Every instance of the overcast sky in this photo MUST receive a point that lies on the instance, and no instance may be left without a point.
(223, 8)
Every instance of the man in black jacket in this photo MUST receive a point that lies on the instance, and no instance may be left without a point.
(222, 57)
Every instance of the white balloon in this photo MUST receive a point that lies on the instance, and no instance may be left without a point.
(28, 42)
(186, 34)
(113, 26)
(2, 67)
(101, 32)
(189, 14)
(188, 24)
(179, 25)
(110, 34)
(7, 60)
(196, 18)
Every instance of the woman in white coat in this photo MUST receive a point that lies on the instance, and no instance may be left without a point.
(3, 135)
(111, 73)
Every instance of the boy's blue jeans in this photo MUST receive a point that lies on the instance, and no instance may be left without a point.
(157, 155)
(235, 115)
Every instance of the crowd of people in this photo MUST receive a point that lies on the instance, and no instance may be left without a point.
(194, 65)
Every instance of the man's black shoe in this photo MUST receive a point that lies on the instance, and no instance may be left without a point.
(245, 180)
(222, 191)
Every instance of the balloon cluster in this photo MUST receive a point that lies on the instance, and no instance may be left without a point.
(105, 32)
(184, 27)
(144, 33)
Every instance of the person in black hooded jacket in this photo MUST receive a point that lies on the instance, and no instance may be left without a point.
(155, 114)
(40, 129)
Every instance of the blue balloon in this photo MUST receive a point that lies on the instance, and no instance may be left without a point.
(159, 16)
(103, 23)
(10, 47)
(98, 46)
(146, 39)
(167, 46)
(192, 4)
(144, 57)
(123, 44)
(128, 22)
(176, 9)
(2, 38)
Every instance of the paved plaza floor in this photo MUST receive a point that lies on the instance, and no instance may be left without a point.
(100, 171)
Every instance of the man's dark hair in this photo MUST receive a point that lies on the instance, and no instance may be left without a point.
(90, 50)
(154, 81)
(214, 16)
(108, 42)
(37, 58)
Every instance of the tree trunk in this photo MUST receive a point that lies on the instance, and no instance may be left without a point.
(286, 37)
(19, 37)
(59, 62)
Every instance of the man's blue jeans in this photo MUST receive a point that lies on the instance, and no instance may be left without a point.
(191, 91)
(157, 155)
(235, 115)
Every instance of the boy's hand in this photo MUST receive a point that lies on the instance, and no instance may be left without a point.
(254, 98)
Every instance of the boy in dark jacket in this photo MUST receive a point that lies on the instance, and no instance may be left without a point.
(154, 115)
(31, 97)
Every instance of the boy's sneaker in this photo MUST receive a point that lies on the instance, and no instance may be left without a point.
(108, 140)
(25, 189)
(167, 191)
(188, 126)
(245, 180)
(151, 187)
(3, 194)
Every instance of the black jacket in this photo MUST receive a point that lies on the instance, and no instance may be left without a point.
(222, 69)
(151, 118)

....

Consignes de travail
Pourriez-vous restituer toute la liste ci-dessus sous forme de CSV à deux colonnes, « demande » et « réponse », avec une ligne par demande ? Placez chaque valeur dans un seul champ entre guillemets et remplacez les sauts de ligne par des espaces.

Réponse finale
demande,réponse
"Every instance of the overcast sky in this photo MUST receive a point that lies on the instance, and no instance may be left without a point.","(223, 8)"
"Every instance of the man in black jacket in this photo MUST receive a point that lies on the instance, and no instance may be left without a point.","(222, 57)"
"Every instance of the white balloon in this photo MUST receive a point that lies on the instance, and no instance may be left without a point.","(28, 42) (186, 34) (113, 26) (2, 67) (101, 32) (189, 14) (188, 24) (179, 25) (110, 34) (7, 60) (196, 18)"
"Every instance of the woman in white coat in this photo MUST receive a point that lies on the instance, and no instance may be left without a point.","(3, 135) (111, 73)"
"Every instance of the boy's blue jeans in this photo MUST receive a point that lies on the instance, and no instance may be left without a point.","(157, 155) (235, 115)"
"Every instance of the crowd of people in this photo MUST receive a point that lies on the instance, and no instance may be left without a point.","(194, 65)"
"Every instance of the man's black shoe in this photo MUST receive a point that lies on the instance, and no instance may be left without a point.","(245, 180) (222, 191)"
"Every instance of the balloon cluster in this photo MUST receive a point that lies on the instance, and no instance may be left without a point.","(105, 32) (184, 27) (144, 33)"
"Every instance of the person in black hooded jacket in this photo MUST receive a point that lies on the instance, and no instance may be left without a point.","(155, 114) (40, 129)"
"Every instance of the blue balloon in this photo MUST receive a point that lies on the instance, and no instance may be left without a point.","(159, 16) (103, 23) (10, 47) (98, 46) (146, 39) (167, 46) (192, 4) (144, 57) (123, 44) (128, 22) (176, 9) (2, 38)"
"Every instance of the paved plaza floor in this photo MUST receive a point that lies on the instance, and no instance may be left without a point.","(100, 171)"
"Every instance of the man's dark hair in this photo MUST receive a point that lies on the instance, and no instance may be left without a point.","(90, 50) (154, 81) (214, 16) (108, 42) (37, 58)"
"Every instance of the tree trunk in this photo MUST receive a point that lies on the instance, and no instance may be left without a point.","(286, 37) (19, 37) (59, 62)"
"Every instance of the man's blue jeans in this photo MUST receive a point that lies on the instance, and no instance may be left without a point.","(191, 91) (157, 155) (235, 115)"
"Every instance of the boy's hand in this photo MUST receive a point that lies on the instance, and no instance may be left without a point.","(254, 98)"
"Every instance of the boy in dark jacket in this photo MUST receive a point that lies on the instance, and no instance may be left without a point.","(154, 115) (31, 97)"
"Every instance of the boy's sneaker in this photo MUST receive a point that lies on the instance, and no instance may be left without a point.","(108, 140) (25, 189) (167, 191) (188, 126) (245, 180) (151, 187) (3, 194)"
"Every instance of the black jacket in this photo MUST receive a point that lies on the instance, and no instance may be left without a point.","(222, 69) (151, 118)"